==== STORED DATA

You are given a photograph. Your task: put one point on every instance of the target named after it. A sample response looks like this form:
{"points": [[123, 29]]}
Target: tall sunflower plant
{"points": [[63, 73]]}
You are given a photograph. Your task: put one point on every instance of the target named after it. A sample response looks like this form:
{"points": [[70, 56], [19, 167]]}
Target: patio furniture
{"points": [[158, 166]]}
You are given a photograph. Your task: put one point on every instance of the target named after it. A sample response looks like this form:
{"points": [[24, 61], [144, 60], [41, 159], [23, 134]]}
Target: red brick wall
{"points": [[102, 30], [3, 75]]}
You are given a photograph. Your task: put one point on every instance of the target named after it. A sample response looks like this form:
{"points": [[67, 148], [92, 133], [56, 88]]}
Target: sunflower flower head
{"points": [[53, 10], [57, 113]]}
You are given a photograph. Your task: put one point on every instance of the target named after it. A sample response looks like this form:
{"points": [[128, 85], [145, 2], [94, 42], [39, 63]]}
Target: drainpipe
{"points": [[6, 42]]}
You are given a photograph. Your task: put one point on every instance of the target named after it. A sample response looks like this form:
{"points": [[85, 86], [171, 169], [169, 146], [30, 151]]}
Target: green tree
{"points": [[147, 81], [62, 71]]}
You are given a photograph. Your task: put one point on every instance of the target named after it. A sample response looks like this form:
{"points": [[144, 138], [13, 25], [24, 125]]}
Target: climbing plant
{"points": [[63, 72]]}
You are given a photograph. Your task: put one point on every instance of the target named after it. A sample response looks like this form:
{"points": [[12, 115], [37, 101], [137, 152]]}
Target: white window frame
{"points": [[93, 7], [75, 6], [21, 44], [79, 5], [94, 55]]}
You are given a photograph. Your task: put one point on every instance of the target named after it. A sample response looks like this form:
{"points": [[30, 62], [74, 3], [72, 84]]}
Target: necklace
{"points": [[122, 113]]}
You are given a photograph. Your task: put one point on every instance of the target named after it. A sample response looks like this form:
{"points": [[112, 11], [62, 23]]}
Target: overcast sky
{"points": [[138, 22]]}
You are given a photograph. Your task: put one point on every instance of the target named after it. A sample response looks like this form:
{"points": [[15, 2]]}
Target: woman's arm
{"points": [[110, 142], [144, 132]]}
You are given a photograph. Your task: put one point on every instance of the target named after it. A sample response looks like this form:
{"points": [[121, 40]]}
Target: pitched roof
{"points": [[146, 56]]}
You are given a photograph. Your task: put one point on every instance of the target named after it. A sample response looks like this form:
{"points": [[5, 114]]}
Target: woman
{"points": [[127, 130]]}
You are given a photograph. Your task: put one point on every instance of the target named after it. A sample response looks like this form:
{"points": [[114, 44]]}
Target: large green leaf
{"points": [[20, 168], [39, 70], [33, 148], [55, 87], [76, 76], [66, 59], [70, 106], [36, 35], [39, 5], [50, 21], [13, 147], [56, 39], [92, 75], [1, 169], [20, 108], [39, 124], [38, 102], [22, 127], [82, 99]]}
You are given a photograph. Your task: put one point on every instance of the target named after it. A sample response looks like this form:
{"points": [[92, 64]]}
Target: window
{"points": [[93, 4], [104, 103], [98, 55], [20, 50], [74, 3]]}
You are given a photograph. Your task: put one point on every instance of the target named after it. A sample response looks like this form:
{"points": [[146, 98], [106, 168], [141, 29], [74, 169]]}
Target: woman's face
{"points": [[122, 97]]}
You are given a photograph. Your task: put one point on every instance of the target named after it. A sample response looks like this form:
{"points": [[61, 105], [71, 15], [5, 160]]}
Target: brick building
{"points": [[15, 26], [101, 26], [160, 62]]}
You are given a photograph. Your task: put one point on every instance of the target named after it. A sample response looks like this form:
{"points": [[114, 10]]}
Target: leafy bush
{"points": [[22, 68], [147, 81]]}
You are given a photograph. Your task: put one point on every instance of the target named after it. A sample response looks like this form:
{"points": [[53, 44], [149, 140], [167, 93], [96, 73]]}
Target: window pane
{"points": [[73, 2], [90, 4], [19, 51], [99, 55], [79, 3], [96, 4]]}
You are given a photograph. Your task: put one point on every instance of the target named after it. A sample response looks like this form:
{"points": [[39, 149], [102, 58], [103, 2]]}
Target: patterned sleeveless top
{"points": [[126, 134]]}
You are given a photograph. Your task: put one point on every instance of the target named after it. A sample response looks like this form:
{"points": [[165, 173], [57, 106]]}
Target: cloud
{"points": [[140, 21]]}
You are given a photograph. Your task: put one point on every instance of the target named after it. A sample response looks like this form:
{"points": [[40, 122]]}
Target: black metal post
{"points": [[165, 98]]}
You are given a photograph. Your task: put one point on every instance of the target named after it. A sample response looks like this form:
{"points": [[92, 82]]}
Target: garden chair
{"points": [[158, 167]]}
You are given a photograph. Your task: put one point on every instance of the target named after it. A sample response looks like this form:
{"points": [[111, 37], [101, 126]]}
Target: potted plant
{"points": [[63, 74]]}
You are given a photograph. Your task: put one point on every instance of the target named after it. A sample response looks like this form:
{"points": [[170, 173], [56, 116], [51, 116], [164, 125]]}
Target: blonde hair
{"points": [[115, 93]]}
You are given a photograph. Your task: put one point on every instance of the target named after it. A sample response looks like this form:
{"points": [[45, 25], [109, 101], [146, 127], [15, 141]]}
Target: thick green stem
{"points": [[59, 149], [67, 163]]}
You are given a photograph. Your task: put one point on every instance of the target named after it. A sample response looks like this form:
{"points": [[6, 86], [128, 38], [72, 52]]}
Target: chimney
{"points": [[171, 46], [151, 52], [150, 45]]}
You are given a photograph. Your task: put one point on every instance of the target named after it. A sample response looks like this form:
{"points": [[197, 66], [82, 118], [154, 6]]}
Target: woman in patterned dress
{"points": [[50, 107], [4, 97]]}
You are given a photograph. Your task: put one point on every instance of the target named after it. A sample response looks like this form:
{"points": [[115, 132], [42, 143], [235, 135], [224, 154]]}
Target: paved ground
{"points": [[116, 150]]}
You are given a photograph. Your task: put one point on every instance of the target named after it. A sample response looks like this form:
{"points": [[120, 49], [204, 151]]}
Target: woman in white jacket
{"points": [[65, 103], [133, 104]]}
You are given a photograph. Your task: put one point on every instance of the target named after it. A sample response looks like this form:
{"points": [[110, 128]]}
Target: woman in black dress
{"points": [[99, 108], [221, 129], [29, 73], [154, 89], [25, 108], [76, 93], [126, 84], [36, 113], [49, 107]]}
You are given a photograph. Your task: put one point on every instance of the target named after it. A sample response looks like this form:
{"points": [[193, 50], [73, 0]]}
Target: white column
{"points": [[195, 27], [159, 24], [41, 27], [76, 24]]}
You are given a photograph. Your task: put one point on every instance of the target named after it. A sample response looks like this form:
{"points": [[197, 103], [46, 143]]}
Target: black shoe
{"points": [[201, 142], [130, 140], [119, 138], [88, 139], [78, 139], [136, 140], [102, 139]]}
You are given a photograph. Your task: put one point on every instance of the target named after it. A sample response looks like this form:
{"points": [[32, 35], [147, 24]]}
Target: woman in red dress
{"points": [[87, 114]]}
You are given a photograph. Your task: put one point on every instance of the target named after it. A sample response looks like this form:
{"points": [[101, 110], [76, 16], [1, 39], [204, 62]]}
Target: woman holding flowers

========

*GIVEN TASK*: Find every line in the items above that contains the word "woman" and copy each one out in full. Case counts.

*TASK SOLUTION*:
Target: woman's arm
Target: woman
Target: woman's face
Target: woman in patterned dress
Target: woman in white jacket
Target: woman in black dress
Target: woman in red dress
Target: woman holding flowers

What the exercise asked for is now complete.